- _What to work on_:
Write out every line of the rows below as a Markdown table with two columns, No. and Line. Number each line in order and skip any blank lines.
** start of Material provided **
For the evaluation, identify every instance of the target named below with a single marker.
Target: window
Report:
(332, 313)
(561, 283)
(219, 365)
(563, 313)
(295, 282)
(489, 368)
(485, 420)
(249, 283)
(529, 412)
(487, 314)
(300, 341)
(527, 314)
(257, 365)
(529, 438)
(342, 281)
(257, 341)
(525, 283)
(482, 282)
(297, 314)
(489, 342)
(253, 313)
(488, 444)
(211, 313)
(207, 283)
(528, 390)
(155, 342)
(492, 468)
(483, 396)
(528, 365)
** end of Material provided **
- _The response_:
| No. | Line |
|---|---|
| 1 | For the evaluation, identify every instance of the target named below with a single marker. |
| 2 | Target: window |
| 3 | Report: |
| 4 | (332, 313) |
| 5 | (561, 283) |
| 6 | (219, 365) |
| 7 | (563, 313) |
| 8 | (295, 282) |
| 9 | (489, 368) |
| 10 | (485, 420) |
| 11 | (249, 283) |
| 12 | (529, 412) |
| 13 | (487, 314) |
| 14 | (300, 341) |
| 15 | (527, 314) |
| 16 | (257, 365) |
| 17 | (529, 438) |
| 18 | (342, 281) |
| 19 | (257, 341) |
| 20 | (525, 283) |
| 21 | (482, 282) |
| 22 | (297, 314) |
| 23 | (489, 342) |
| 24 | (253, 313) |
| 25 | (488, 444) |
| 26 | (211, 313) |
| 27 | (207, 283) |
| 28 | (528, 390) |
| 29 | (155, 342) |
| 30 | (492, 468) |
| 31 | (483, 396) |
| 32 | (528, 365) |